▸ **Stored data entries**
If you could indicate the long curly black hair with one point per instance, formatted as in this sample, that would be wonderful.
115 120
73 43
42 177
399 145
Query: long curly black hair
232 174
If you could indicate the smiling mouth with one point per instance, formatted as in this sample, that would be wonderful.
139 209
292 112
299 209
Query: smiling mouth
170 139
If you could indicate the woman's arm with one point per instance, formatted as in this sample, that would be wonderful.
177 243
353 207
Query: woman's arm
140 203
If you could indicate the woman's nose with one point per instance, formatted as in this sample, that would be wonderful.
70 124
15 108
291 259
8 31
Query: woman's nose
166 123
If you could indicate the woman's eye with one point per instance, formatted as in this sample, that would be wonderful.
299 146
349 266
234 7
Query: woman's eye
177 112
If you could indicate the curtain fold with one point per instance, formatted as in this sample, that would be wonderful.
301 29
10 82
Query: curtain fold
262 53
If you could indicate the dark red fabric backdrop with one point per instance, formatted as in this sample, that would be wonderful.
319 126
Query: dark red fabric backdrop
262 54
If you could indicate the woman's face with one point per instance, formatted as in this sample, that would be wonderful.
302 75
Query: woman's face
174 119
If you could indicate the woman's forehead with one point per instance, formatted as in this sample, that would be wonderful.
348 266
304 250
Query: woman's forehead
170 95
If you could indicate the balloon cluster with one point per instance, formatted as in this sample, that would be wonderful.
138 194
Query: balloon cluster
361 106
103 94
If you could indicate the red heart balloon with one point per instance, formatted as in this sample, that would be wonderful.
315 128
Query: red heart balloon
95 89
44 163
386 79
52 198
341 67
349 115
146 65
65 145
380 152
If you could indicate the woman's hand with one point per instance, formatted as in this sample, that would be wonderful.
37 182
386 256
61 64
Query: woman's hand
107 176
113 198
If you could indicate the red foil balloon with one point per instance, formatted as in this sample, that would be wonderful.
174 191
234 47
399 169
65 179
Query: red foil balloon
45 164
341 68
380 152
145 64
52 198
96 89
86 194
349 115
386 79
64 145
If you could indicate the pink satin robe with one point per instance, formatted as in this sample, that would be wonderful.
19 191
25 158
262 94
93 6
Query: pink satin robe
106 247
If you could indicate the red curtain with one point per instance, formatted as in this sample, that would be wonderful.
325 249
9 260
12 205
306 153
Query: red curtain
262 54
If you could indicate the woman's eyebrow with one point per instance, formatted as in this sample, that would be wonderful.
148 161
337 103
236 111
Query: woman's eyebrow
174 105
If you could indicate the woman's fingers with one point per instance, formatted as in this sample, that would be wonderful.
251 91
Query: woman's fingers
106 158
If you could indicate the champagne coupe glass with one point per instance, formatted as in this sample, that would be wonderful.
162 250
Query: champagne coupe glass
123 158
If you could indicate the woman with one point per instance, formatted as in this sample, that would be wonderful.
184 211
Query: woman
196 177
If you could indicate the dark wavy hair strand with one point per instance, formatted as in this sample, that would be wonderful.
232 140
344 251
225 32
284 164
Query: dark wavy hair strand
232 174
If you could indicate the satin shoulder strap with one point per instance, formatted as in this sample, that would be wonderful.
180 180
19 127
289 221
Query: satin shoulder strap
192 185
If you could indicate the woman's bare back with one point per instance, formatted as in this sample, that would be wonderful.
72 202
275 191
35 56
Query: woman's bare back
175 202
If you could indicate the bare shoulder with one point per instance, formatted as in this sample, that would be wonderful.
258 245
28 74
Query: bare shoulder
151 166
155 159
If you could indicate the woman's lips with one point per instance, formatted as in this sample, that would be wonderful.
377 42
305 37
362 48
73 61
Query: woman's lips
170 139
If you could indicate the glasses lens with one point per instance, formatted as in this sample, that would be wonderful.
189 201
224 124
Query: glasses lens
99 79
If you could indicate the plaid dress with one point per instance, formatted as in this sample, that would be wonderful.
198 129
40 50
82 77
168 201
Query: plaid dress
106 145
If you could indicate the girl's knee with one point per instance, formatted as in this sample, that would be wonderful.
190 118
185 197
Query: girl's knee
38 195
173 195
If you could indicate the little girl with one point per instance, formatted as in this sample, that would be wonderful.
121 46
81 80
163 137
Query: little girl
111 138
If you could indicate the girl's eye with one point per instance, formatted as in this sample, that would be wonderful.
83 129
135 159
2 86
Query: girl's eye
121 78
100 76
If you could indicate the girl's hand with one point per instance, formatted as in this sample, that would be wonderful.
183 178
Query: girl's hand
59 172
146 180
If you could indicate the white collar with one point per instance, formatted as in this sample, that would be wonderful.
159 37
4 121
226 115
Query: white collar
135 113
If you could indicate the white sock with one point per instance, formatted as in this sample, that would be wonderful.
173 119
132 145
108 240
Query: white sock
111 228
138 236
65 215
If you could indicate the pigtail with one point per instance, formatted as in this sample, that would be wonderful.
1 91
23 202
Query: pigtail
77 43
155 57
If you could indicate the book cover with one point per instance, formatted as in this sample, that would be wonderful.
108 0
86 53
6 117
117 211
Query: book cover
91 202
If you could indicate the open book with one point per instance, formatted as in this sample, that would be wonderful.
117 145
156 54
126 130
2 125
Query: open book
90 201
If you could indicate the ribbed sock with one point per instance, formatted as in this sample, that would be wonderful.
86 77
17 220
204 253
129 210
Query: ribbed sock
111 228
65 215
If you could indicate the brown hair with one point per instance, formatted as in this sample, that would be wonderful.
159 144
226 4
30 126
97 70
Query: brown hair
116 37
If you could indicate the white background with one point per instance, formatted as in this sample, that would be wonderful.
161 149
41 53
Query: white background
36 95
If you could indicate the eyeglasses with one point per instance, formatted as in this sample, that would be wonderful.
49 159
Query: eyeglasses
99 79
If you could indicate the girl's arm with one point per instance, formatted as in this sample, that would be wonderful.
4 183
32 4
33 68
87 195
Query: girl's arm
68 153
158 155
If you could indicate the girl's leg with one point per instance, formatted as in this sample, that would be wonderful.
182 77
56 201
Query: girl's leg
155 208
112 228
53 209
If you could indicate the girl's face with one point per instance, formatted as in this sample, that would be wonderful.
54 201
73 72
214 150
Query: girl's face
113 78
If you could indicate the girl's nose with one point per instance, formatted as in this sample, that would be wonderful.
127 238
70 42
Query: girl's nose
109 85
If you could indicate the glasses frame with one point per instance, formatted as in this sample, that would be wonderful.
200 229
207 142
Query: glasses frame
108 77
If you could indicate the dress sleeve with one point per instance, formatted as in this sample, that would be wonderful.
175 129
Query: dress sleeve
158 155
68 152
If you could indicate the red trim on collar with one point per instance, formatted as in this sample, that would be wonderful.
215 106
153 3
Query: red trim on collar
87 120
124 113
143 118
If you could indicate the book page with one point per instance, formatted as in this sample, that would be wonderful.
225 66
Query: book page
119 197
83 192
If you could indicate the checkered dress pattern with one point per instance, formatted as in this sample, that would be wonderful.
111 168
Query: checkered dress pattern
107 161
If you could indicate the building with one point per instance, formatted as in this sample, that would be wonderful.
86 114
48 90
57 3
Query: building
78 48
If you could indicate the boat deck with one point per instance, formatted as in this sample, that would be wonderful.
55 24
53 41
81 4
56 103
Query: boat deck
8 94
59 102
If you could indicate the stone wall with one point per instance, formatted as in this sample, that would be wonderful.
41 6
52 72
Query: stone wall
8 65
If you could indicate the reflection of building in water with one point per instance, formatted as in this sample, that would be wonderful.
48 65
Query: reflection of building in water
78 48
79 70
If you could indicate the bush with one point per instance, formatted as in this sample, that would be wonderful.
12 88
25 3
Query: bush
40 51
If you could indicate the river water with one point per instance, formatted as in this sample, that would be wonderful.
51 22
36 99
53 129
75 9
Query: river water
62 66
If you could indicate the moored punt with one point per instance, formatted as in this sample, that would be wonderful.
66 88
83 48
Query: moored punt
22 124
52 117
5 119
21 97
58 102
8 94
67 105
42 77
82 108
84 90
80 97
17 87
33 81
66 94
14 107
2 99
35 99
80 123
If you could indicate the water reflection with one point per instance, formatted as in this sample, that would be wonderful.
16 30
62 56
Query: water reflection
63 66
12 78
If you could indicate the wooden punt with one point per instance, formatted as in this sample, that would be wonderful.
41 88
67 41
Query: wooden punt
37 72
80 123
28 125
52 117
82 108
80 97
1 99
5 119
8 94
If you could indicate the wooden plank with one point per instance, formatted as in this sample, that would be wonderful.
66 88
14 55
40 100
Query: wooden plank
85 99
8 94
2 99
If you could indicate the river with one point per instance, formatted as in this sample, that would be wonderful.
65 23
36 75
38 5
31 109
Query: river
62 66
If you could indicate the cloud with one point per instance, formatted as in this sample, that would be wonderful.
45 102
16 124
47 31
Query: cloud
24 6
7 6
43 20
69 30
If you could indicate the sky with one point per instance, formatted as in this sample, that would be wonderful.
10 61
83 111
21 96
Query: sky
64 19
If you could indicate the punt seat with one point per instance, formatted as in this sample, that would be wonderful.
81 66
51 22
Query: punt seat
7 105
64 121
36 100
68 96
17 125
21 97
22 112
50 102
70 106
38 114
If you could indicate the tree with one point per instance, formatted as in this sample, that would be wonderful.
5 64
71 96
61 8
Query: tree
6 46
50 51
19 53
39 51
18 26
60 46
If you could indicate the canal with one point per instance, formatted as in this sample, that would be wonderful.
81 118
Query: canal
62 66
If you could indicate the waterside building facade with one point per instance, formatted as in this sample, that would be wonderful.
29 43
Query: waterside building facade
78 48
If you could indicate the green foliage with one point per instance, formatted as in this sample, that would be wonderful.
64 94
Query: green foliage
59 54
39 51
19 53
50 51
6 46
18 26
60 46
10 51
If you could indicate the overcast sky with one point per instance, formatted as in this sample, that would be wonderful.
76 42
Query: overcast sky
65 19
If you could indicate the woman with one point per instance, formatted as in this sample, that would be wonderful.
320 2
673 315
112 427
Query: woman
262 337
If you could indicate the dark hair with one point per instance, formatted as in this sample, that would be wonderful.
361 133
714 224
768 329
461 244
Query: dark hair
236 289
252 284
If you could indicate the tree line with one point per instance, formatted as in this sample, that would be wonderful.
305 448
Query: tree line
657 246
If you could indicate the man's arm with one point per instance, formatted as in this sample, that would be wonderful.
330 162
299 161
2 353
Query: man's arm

▸ **EXERCISE REQUIREMENTS**
Copy only this span: the line that contains "If you could indicate the river with", the last line, and every line between them.

▸ **ANSWER TO THIS EXERCISE**
If you could indicate the river with one point per instance, formatted as in this sample, that would be wonderful.
65 23
36 75
38 5
31 109
Query: river
62 66
If you could indicate the cloud with one point per instance, formatted as in this sample, that would be wonderful.
45 102
16 124
47 31
Query: cloud
24 6
7 6
43 20
69 30
If you could indicate the sky with one point per instance, formatted as in this sample, that would be wonderful.
10 61
83 111
21 96
Query: sky
64 19
If you could indicate the punt seat with one point per instance, formatted as in this sample, that would be wonderful.
81 66
51 22
Query: punt seat
7 105
64 121
36 100
68 96
17 125
21 97
22 112
50 102
70 106
38 114
If you could indicate the tree with one point per instance, formatted as in this sample, that would be wonderful.
5 64
71 96
61 8
Query: tree
6 46
50 51
19 53
39 51
18 26
60 46
If you could indicate the canal with one point per instance, formatted as in this sample, that would be wonderful.
81 118
Query: canal
62 66
If you could indicate the waterside building facade with one point per instance, formatted as in this sample, that would be wonderful.
29 43
Query: waterside building facade
78 48
If you could indicate the green foliage with one point per instance, formatted as in this sample, that would be wonderful.
64 94
Query: green foliage
59 54
39 51
19 53
50 51
6 46
18 26
60 46
10 51
If you could indicate the overcast sky with one point per instance, formatted as in this sample, that would be wonderful.
76 42
Query: overcast sky
65 19
If you could indicate the woman with one point per instance, formatted as in this sample, that would be wonderful.
320 2
673 315
112 427
Query: woman
262 337
If you could indicate the dark hair with one point per instance, formatted as in this sample, that would be wonderful.
361 133
714 224
768 329
461 244
Query: dark hair
236 289
252 284
If you could indicate the tree line with one point per instance, formatted as in this sample, that would be wonderful.
305 448
Query: tree line
657 246
If you could indicate the man's arm with one point per instance, formatted as in this sample, that would be wonderful.
330 162
299 161
2 353
Query: man's arm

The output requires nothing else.